Exercise instructions: Pull out the lines from the one containing "ground in the photo above." through the one containing "[[290, 339], [570, 256]]", inclusive, and reproduce them verbatim.

(Records in a dataset)
>>>

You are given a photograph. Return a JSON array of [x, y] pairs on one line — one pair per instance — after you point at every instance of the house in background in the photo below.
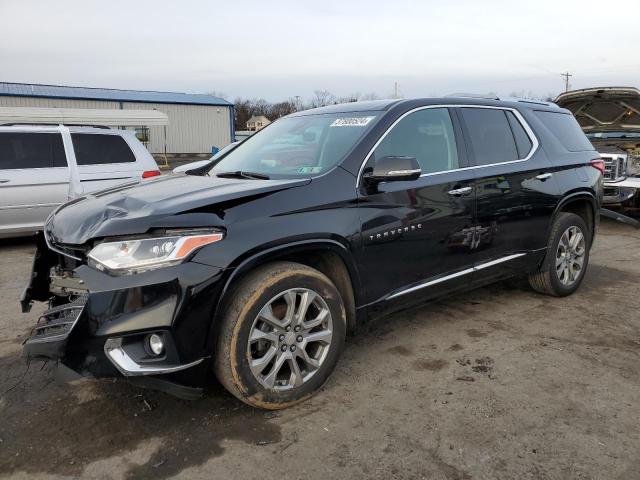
[[257, 122]]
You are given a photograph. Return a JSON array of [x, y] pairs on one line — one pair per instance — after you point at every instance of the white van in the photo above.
[[42, 167]]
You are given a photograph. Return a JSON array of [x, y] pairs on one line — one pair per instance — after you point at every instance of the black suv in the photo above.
[[255, 267]]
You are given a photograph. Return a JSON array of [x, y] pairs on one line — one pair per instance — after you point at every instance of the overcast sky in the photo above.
[[279, 49]]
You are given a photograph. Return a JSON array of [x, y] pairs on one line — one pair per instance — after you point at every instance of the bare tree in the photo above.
[[369, 96], [281, 109], [216, 93], [322, 98]]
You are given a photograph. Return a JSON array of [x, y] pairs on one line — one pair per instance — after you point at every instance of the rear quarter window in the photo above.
[[25, 150], [490, 134], [566, 129], [96, 149]]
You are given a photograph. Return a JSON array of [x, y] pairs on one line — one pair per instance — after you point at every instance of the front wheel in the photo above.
[[565, 264], [281, 335]]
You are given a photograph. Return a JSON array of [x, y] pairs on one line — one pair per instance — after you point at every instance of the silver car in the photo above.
[[42, 167]]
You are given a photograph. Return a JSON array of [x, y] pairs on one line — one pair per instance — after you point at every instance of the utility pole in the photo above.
[[566, 80]]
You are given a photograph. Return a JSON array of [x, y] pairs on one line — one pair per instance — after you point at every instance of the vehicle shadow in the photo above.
[[61, 429]]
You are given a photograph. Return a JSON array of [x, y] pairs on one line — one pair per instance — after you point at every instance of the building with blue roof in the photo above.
[[197, 122]]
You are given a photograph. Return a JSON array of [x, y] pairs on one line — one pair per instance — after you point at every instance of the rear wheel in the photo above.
[[280, 336], [565, 264]]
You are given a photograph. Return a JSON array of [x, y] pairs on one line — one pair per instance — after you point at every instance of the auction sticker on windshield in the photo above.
[[351, 122]]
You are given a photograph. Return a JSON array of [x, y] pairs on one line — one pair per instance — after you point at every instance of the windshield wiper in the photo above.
[[243, 174]]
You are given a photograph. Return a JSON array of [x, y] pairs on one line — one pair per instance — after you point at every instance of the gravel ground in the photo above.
[[499, 383]]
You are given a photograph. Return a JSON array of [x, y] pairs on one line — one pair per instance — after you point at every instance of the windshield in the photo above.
[[298, 146], [613, 135]]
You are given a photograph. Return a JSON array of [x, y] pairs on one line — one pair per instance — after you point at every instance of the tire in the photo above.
[[556, 280], [259, 308]]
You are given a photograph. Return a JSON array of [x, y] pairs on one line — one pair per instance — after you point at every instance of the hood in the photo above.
[[607, 109], [172, 201]]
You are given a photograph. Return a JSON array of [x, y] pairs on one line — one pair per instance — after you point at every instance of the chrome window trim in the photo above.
[[454, 275], [534, 140]]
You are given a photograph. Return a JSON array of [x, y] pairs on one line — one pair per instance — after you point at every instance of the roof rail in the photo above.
[[528, 100], [24, 124], [483, 96]]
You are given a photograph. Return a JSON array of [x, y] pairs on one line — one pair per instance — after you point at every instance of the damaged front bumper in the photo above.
[[619, 192], [99, 325]]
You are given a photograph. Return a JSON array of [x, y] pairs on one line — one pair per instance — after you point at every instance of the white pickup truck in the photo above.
[[610, 117], [42, 167]]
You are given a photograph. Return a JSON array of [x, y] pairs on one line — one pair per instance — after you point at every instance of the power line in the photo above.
[[566, 80]]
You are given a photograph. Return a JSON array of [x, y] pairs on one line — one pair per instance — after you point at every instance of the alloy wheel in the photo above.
[[290, 339], [570, 256]]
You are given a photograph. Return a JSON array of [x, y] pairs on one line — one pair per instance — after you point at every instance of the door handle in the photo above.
[[460, 191]]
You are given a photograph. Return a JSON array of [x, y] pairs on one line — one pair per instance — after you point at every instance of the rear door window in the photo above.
[[490, 135], [25, 150], [566, 129], [96, 149], [426, 135]]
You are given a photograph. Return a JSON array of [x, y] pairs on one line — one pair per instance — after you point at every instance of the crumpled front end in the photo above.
[[101, 325]]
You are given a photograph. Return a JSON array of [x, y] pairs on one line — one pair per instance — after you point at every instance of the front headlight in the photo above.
[[138, 255]]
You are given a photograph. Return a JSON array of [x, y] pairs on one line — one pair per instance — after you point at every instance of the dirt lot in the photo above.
[[497, 383]]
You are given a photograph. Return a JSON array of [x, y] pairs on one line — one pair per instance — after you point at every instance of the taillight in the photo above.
[[154, 173], [598, 164]]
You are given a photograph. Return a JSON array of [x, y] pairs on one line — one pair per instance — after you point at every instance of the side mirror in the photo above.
[[389, 169]]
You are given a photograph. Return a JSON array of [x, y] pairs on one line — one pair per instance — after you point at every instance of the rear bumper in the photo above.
[[614, 194]]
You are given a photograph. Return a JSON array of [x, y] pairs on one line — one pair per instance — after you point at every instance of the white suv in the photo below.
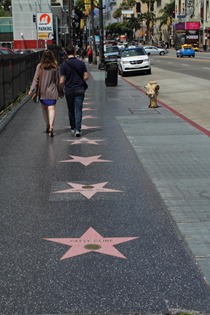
[[133, 60]]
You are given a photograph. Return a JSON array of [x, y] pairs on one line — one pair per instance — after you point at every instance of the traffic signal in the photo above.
[[138, 7]]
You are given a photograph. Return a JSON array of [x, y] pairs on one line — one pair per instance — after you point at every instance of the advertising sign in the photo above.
[[192, 25], [44, 23]]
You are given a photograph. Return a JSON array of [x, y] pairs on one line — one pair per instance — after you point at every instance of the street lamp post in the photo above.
[[70, 23], [101, 30]]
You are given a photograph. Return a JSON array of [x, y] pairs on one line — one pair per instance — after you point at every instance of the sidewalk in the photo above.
[[115, 222]]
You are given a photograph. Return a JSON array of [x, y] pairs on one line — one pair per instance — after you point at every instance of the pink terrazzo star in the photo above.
[[92, 241], [85, 160], [87, 191], [83, 140], [87, 108], [89, 117], [84, 127]]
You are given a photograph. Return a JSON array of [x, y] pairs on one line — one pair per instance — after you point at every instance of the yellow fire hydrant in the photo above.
[[152, 92]]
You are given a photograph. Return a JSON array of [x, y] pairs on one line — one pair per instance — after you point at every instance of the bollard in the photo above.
[[152, 92]]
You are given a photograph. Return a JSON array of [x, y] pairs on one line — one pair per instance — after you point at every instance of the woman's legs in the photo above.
[[45, 115], [51, 115]]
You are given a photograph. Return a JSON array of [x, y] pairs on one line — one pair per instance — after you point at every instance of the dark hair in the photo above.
[[48, 60], [70, 50]]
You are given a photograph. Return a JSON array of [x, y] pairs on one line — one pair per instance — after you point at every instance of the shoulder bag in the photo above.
[[36, 96], [84, 82]]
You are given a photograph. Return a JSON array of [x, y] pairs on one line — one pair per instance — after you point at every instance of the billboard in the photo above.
[[44, 23]]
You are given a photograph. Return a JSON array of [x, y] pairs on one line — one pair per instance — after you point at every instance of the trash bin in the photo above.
[[111, 73]]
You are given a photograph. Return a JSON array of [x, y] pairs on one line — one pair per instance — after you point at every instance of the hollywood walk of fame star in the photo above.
[[87, 191], [84, 127], [92, 241], [87, 108], [85, 160], [83, 140], [89, 117]]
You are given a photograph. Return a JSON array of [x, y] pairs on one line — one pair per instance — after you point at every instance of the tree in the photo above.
[[167, 14], [149, 16], [5, 6], [133, 24]]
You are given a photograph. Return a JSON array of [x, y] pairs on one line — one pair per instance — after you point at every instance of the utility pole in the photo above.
[[93, 33], [70, 24]]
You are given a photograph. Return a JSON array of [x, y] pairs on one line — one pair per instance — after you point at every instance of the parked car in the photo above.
[[111, 53], [6, 51], [185, 52], [134, 60], [153, 50]]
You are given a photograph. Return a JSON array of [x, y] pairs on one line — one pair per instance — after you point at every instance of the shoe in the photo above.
[[51, 134]]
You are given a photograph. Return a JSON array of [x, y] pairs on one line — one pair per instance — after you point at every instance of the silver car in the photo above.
[[153, 50], [134, 60]]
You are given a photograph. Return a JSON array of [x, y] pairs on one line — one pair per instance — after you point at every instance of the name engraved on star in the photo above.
[[92, 241], [88, 241]]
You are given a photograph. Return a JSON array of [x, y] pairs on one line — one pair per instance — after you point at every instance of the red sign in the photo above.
[[192, 25]]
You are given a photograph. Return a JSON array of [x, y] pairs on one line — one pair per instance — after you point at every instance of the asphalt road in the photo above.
[[198, 67], [84, 228]]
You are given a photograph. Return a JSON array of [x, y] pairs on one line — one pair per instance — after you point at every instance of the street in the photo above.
[[115, 222]]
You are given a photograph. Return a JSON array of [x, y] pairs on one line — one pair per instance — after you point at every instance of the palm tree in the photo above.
[[133, 24], [149, 16], [167, 14]]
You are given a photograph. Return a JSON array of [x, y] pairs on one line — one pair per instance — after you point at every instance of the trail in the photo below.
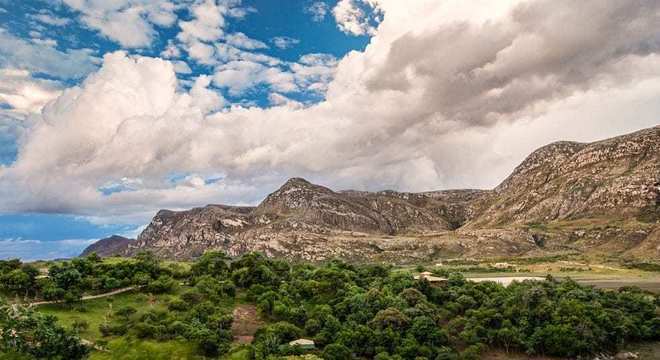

<<<

Task result:
You are given a photograph. Return a JSON array of [x, y] pairs on one line — one pair per instance — after you point at every instance of the gravel ground in the photo above.
[[499, 383]]
You are given a photograph. Return a JSON array of [x, y] pairs on one line — one pair per instance — after you point at every instance of the windshield in the photo above.
[[298, 146], [613, 135]]
You are given a photograph. Return a JSON array of [x, y] pairs on one line — one pair per instance — after you point at every instance of the tire in the photo above.
[[556, 280], [259, 308]]
You are given a photograph. Return a JSON array of [x, y] pairs on one line — one pair per instance — after you point at every instance of the hood in the photo above.
[[607, 109], [172, 201]]
You are given a photograph. Return a JSON array of [x, y] pairs on one line — one pair per instance — after you point at every instance of the chrome window trim in the photo above.
[[454, 275], [534, 140]]
You are given a photograph. Return a JSON array of [x, y] pairs on one line — one pair per instance — after you point at every instance of the roof rail in the photo above.
[[528, 100], [24, 124], [483, 96]]
You are given a photograph. Return a JSON array of [x, y] pairs on one line — one pair per instance — after you point at every instance of the damaged front bumper in the photo above.
[[619, 192], [99, 325]]
You are given a photograph. Return a JSON array of [x, y] pairs on one line — one pair per instance — after you point at every instance of the white pickup truck in the photo above.
[[610, 117], [42, 167]]
You are given a photograph. Return a JSON array of [x, y] pairs on one line — one pair per instance — after you point at every instance of the power line in the photo above.
[[566, 80]]
You are given a photograph. Return a JSON array of [x, y] pairs on one line — one pair per instance — after you point at every instance of the alloy wheel in the photo above.
[[290, 339], [570, 256]]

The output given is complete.